■ WHAT IS EXPECTED: Can you retype only the lines from the one with "[point] every instance of the gray sneaker" through the final line of the material, exactly as given?

■ EXCERPTED DATA:
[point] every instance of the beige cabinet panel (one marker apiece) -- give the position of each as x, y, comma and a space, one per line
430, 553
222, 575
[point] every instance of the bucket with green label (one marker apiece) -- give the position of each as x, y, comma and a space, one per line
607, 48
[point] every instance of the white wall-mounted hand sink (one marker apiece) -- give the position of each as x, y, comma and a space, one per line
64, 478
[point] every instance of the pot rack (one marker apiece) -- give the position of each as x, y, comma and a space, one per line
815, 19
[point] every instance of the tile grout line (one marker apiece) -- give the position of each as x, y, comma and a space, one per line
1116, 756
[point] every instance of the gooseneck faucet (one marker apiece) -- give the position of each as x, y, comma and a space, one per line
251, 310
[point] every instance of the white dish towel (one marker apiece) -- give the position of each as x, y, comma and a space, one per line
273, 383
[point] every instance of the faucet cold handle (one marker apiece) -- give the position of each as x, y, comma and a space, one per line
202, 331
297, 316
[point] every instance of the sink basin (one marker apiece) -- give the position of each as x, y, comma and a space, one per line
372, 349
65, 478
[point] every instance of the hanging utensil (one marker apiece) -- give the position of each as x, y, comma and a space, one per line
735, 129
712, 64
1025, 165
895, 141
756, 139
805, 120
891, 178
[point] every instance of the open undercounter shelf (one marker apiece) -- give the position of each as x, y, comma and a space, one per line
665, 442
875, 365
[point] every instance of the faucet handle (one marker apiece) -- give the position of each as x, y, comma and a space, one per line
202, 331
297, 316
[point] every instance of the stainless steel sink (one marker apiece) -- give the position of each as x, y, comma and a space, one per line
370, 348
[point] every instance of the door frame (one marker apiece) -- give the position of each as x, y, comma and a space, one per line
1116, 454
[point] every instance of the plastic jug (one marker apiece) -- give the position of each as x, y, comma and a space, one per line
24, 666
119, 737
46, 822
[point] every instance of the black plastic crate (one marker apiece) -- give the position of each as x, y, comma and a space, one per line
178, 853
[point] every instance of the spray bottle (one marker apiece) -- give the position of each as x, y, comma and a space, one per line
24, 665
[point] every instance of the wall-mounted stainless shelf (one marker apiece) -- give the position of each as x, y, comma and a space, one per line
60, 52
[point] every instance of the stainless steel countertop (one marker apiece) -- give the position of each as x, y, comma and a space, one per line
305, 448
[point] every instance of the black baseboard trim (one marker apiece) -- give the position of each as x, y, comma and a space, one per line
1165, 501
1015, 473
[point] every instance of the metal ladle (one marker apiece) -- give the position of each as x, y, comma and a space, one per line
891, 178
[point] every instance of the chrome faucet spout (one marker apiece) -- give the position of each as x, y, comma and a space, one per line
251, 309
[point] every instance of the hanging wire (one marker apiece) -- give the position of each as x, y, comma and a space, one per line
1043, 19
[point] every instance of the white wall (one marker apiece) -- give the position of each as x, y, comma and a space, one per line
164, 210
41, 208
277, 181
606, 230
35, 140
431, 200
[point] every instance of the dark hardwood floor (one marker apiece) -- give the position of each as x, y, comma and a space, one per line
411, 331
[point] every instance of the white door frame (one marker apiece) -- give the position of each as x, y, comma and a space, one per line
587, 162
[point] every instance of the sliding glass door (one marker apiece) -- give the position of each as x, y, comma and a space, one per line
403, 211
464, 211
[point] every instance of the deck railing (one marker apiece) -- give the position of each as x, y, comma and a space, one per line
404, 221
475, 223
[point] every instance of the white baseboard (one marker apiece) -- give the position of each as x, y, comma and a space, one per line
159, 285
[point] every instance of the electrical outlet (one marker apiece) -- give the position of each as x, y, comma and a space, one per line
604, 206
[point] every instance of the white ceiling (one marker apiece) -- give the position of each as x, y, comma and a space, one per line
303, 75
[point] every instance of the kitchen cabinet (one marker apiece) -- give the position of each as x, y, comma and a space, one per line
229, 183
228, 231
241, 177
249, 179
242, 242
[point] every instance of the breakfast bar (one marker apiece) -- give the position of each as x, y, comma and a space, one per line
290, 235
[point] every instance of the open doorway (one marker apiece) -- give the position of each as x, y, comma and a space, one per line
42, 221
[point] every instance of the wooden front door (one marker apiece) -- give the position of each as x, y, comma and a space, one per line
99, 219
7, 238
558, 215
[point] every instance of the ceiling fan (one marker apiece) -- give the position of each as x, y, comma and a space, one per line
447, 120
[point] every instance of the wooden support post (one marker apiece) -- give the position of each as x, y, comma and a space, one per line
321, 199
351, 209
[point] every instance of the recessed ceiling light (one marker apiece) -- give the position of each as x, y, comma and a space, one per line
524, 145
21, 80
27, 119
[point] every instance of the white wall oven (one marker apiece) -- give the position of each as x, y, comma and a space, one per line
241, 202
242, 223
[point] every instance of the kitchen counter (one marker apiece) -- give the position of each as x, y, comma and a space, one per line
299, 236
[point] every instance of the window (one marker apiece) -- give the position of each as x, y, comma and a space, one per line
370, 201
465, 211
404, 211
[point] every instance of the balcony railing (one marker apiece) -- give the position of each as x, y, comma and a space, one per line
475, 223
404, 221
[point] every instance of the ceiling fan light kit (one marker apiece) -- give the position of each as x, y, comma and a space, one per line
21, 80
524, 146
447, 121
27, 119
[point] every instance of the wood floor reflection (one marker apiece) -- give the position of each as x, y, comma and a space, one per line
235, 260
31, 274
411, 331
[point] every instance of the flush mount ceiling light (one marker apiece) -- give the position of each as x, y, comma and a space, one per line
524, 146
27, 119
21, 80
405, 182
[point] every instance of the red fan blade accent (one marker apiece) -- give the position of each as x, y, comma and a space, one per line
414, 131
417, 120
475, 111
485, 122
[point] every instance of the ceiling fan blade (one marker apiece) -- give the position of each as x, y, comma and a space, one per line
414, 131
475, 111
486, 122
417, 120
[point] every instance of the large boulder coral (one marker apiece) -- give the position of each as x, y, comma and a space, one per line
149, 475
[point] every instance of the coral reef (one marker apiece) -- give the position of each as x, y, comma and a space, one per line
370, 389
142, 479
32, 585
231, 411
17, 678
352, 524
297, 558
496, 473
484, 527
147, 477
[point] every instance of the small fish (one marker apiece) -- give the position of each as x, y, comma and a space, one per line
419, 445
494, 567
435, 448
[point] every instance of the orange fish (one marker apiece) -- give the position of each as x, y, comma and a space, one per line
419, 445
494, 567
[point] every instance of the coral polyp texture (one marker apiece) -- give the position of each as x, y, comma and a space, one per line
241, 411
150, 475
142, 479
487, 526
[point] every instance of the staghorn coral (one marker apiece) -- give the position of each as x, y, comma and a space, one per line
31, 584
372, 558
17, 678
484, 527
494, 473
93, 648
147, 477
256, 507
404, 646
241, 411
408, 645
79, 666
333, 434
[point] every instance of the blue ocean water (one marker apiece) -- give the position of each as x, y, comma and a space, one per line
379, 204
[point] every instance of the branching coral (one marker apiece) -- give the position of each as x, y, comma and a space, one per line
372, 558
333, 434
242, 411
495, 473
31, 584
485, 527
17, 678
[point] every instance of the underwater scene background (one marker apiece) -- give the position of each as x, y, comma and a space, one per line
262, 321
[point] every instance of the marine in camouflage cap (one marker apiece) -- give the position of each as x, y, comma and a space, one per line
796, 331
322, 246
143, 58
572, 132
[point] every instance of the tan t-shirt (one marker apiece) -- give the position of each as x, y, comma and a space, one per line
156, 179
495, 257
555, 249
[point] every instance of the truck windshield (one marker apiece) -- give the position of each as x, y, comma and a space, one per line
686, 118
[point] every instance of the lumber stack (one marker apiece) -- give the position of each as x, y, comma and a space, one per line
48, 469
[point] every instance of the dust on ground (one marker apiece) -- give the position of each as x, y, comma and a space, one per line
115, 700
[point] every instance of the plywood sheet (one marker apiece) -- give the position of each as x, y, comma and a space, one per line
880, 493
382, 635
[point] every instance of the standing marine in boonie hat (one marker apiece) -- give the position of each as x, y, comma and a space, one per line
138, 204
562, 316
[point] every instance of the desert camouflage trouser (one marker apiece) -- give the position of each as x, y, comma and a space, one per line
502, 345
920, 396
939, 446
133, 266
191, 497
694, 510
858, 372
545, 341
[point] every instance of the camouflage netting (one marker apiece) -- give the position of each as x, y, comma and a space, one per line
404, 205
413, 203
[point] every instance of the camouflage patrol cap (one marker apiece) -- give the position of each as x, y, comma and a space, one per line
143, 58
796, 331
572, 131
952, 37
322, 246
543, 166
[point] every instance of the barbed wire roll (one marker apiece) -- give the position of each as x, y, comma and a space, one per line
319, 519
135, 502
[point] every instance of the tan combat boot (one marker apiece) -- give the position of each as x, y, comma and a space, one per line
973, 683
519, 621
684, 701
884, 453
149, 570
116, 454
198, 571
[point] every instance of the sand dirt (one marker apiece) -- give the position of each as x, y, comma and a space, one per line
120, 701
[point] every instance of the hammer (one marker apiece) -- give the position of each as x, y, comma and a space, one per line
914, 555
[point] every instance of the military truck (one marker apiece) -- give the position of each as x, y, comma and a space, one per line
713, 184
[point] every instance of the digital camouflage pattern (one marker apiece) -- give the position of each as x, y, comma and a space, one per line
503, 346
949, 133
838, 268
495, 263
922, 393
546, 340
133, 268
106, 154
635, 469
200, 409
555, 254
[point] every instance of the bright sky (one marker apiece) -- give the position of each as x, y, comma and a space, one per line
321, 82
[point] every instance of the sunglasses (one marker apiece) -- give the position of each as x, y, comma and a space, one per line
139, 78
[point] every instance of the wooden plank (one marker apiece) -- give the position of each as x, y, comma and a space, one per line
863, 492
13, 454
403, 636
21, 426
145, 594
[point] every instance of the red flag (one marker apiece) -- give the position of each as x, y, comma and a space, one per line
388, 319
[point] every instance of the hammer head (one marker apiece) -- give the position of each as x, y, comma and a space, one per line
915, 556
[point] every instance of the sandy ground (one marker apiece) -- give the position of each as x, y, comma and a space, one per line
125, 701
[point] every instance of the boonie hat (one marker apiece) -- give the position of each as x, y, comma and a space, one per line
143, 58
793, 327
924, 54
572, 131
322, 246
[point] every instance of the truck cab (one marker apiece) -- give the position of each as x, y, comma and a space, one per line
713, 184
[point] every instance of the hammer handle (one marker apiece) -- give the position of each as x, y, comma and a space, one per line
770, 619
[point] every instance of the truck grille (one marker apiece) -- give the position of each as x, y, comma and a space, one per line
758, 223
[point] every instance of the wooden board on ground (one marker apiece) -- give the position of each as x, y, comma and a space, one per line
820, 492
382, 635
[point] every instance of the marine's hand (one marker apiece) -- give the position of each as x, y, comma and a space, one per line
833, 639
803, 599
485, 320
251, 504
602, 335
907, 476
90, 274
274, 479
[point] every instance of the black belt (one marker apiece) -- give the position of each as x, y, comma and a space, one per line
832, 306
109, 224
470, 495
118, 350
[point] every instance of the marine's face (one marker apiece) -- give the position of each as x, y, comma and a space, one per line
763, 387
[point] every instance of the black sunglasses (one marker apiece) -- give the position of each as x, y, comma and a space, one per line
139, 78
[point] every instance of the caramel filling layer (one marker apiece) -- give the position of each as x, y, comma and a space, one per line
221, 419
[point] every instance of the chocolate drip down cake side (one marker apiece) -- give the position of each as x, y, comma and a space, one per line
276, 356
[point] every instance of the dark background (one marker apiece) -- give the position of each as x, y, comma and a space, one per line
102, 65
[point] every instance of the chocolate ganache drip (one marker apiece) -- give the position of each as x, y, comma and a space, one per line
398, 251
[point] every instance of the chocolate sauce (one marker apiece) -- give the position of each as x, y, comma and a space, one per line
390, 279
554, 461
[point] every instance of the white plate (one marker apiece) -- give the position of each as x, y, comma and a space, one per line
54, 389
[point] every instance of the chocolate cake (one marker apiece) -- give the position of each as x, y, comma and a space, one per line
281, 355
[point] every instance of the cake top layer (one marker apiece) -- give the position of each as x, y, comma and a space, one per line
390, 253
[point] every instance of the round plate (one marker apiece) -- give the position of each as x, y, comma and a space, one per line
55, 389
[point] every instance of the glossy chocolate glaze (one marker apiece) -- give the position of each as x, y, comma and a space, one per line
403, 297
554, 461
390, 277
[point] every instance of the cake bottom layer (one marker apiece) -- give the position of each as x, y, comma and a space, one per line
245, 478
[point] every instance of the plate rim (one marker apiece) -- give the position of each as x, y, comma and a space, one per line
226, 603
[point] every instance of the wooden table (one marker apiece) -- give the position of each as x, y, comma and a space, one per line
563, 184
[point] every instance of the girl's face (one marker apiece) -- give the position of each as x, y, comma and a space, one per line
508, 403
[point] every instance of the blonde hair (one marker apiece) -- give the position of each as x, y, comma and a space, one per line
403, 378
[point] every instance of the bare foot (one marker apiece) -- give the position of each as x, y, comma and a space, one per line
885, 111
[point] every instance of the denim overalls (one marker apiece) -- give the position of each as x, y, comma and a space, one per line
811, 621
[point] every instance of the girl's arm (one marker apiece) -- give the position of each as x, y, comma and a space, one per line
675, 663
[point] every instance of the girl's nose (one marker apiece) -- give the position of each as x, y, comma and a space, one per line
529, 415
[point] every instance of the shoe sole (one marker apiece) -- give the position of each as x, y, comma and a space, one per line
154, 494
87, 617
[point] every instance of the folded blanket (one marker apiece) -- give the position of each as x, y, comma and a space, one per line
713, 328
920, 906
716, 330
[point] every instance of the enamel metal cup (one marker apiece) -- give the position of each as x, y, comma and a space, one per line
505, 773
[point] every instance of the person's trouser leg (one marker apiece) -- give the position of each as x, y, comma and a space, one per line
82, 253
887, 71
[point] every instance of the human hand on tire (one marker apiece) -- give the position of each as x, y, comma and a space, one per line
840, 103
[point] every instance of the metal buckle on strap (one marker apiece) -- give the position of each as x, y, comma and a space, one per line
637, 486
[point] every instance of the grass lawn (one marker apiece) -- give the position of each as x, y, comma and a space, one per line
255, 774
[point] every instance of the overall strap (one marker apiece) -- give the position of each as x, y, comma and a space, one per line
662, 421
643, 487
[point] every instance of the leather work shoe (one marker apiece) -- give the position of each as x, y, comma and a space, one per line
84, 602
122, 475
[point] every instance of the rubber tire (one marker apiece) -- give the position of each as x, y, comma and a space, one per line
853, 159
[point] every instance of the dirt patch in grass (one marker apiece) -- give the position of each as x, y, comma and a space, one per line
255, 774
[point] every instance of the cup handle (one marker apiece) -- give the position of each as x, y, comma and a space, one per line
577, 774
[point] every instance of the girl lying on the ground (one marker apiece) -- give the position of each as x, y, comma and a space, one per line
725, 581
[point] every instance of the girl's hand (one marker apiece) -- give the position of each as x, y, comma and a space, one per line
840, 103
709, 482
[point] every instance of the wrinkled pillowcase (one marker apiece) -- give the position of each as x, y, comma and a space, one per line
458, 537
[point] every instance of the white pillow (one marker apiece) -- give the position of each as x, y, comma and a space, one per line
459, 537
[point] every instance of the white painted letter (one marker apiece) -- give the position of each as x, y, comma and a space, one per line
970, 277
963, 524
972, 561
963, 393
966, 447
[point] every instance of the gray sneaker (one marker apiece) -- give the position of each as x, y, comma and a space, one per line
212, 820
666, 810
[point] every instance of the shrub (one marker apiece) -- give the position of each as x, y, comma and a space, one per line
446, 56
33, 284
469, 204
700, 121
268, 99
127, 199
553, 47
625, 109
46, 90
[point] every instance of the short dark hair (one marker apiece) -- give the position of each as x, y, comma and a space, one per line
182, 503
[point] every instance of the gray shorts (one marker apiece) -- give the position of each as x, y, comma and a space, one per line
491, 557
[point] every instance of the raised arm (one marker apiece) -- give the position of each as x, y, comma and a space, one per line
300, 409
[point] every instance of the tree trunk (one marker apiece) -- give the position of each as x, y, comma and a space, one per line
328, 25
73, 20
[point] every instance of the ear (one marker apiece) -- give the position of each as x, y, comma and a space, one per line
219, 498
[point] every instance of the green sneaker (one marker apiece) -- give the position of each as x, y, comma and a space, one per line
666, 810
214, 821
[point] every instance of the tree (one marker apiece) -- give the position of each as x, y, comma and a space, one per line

■ RESULT FOR THIS EXERCISE:
[point] every instance of the gray sneaker (one marker apiece) -- give the position of each as x, y, comma and a space, one per line
212, 820
666, 810
[point] every instance of the shrub (one marker apiece) -- give the position of each as x, y, comma and a space, one per line
446, 56
33, 284
469, 204
700, 121
268, 99
127, 199
553, 47
625, 109
46, 90
[point] every instance of the short dark hair (one marker apiece) -- give the position of each as x, y, comma and a space, one per line
182, 503
[point] every instance of the gray shorts (one marker apiece) -- give the position of each as x, y, comma and a space, one per line
491, 557
[point] every instance of the raised arm (one marker apiece) -- give the position of each as x, y, comma and a space, one per line
300, 409
[point] every instance of the tree trunk (one marker apiece) -- give the position of each as x, y, comma and a space, one per line
328, 25
73, 20
[point] every instance of the ear (one marker apiece) -- give the position of each as x, y, comma and a space, one per line
219, 498
[point] every instance of the green sneaker (one marker apiece) -- give the position of each as x, y, comma and a space, one per line
666, 810
214, 821
[point] every instance of the tree (one marker apiece) -- give the position of each as x, y, comma and a space, one per line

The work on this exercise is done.